* WHAT YOU NEED TO DO
Please repeat, word for word, the records from the line containing "find tall glass" to the line containing "Query: tall glass prayer candle", including both of those lines.

* AVAILABLE RECORDS
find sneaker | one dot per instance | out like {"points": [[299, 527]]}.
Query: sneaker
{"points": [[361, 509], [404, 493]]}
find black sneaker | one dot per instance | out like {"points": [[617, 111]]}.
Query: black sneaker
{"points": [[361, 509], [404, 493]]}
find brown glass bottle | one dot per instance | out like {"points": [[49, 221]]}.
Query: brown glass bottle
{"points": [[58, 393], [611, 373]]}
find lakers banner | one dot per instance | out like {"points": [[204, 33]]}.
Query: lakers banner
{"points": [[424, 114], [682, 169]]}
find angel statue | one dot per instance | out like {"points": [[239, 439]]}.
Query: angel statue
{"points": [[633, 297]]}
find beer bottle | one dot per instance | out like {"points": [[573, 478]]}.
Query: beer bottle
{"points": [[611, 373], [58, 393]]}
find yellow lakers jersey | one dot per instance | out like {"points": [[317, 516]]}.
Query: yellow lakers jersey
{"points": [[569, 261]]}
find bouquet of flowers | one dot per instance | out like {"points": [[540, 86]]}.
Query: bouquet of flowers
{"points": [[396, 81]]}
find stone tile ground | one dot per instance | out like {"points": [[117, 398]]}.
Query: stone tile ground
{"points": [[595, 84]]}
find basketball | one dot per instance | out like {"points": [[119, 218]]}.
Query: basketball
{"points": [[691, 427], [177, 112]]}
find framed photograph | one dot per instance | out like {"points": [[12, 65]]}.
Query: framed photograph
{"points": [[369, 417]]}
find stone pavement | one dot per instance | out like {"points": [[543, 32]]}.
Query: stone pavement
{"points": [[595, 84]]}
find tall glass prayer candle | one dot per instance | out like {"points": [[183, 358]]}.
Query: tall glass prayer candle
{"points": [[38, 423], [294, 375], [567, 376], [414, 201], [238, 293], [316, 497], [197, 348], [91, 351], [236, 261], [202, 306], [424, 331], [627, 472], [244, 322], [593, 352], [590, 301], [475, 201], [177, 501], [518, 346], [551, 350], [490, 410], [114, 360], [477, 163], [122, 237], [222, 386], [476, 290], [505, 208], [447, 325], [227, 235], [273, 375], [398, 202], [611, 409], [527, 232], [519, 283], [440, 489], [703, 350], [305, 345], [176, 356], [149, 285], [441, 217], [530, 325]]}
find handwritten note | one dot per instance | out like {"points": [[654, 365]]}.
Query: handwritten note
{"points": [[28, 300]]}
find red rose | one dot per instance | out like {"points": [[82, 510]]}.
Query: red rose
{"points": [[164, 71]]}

* * *

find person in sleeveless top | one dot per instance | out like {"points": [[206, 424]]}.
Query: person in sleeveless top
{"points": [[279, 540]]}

* * *

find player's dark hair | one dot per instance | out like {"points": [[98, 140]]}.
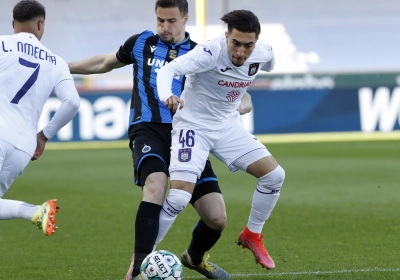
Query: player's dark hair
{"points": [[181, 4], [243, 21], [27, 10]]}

* TASK SOLUTION
find tall glass prayer candle | one dot per instance | out like {"points": [[183, 358]]}.
Query: tall glass prayer candle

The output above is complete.